Which lines run from the line with "like [755, 88]." through the line with "like [60, 437]." in the entries below? Print them exactly, both ends included, and nothing more.
(EXTRACTED RECORDS)
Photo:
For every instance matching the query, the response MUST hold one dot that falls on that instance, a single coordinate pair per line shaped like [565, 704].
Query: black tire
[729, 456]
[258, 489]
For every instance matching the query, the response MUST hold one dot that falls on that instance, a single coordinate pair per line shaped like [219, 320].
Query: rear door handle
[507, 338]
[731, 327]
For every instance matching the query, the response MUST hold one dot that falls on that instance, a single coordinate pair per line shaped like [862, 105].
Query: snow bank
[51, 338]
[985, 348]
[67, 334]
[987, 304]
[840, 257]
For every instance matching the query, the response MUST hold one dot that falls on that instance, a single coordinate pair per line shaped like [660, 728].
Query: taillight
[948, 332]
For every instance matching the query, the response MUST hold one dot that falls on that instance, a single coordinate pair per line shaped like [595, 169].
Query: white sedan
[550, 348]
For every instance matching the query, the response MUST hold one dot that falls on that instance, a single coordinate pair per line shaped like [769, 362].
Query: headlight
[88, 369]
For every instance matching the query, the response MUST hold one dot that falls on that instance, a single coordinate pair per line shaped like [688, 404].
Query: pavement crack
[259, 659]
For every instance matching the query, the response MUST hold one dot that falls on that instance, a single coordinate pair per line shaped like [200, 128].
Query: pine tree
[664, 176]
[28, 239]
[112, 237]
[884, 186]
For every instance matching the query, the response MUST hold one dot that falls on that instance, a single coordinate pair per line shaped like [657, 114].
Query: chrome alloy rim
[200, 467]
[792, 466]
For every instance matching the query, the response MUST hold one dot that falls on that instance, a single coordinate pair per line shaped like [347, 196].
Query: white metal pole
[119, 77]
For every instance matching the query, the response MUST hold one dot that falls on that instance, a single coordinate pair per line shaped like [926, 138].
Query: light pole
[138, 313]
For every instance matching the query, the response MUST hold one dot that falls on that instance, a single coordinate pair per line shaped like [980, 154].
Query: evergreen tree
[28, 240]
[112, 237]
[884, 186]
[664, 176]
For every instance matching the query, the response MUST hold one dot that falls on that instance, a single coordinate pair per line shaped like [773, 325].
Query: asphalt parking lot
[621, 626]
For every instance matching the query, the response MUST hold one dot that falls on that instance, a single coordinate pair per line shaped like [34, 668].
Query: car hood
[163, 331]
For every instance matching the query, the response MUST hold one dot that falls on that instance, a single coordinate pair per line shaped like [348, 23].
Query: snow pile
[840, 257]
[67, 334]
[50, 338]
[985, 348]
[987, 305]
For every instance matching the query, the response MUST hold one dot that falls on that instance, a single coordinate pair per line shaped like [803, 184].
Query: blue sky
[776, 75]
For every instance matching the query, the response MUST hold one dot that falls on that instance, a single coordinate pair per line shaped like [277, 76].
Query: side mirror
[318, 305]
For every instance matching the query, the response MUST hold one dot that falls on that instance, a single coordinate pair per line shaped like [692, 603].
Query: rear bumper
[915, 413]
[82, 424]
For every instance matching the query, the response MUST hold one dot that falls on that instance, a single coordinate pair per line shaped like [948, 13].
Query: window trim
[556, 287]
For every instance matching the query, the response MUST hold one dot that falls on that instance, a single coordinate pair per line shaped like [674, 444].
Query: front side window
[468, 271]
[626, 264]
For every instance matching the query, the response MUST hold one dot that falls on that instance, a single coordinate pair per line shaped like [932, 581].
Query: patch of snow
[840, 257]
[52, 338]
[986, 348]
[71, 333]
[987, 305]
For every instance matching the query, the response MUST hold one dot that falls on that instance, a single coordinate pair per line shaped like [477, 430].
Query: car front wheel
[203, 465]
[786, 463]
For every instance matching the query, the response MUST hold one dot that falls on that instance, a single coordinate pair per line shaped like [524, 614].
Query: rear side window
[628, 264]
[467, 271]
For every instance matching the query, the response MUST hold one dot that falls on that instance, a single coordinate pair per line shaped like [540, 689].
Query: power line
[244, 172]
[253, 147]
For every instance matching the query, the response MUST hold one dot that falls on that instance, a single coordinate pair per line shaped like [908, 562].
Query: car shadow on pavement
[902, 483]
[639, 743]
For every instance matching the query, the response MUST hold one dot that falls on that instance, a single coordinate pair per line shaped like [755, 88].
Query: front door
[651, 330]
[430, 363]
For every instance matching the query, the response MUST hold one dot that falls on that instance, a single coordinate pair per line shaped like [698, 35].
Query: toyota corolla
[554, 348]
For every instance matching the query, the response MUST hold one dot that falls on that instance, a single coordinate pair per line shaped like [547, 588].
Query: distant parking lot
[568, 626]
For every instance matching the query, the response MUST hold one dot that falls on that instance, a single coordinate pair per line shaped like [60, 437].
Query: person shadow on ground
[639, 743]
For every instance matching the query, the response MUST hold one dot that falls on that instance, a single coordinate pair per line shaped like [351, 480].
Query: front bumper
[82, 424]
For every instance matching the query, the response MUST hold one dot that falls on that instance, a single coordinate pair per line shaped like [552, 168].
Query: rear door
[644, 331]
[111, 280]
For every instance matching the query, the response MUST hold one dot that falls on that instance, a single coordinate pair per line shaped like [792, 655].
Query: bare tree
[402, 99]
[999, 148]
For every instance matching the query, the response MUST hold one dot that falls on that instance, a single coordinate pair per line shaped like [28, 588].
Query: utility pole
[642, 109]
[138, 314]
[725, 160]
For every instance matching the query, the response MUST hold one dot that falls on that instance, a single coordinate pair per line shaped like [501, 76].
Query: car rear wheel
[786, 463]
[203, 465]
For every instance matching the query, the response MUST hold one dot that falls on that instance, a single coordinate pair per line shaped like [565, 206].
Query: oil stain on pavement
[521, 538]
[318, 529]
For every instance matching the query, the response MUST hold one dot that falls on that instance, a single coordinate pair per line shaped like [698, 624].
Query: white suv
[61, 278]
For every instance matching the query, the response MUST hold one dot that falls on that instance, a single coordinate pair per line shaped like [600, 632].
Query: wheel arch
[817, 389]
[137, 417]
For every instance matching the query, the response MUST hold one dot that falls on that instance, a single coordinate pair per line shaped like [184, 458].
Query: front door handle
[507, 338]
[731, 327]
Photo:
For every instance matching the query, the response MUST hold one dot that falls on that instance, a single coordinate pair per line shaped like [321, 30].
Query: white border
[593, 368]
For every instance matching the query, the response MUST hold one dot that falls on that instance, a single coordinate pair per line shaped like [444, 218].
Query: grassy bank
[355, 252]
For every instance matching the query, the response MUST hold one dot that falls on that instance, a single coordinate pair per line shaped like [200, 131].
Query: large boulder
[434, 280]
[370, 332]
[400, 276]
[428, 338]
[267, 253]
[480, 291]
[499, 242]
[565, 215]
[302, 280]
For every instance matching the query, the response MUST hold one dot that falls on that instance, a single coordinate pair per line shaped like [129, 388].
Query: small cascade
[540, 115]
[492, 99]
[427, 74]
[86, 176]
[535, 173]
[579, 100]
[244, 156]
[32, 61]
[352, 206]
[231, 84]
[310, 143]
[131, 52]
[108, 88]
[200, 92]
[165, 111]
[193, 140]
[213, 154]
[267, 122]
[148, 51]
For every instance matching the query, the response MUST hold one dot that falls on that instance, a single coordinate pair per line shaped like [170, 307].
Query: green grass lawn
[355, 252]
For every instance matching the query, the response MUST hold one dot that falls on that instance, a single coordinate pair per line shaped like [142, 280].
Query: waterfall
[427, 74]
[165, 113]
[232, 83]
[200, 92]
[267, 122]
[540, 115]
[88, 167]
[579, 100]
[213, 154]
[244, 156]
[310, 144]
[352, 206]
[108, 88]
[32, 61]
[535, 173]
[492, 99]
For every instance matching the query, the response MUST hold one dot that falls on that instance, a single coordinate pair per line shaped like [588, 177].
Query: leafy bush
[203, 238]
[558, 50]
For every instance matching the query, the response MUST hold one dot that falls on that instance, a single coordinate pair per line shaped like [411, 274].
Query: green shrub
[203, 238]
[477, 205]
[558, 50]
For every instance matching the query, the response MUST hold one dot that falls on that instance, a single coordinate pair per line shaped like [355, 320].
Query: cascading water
(End EXTRACTED RECORDS)
• ANSWER FOR THIS EXERCISE:
For every instance matching the query, the response MUST hold one dot that falls on that instance, a single coordinate pair per line shaped like [755, 88].
Query: front door
[651, 330]
[430, 363]
For every instance matching the query, the response MUST hold one dot that falls on that instance, a single coordinate pair per line shaped like [698, 35].
Query: toyota corolla
[554, 348]
For every instance matching the query, the response MUST hold one dot that falls on that instance, a single coordinate pair per line shaped like [547, 588].
Query: distant parking lot
[568, 626]
For every instance matching the query, the response MUST hold one dot that falls on that instance, a single coordinate pair per line shaped like [60, 437].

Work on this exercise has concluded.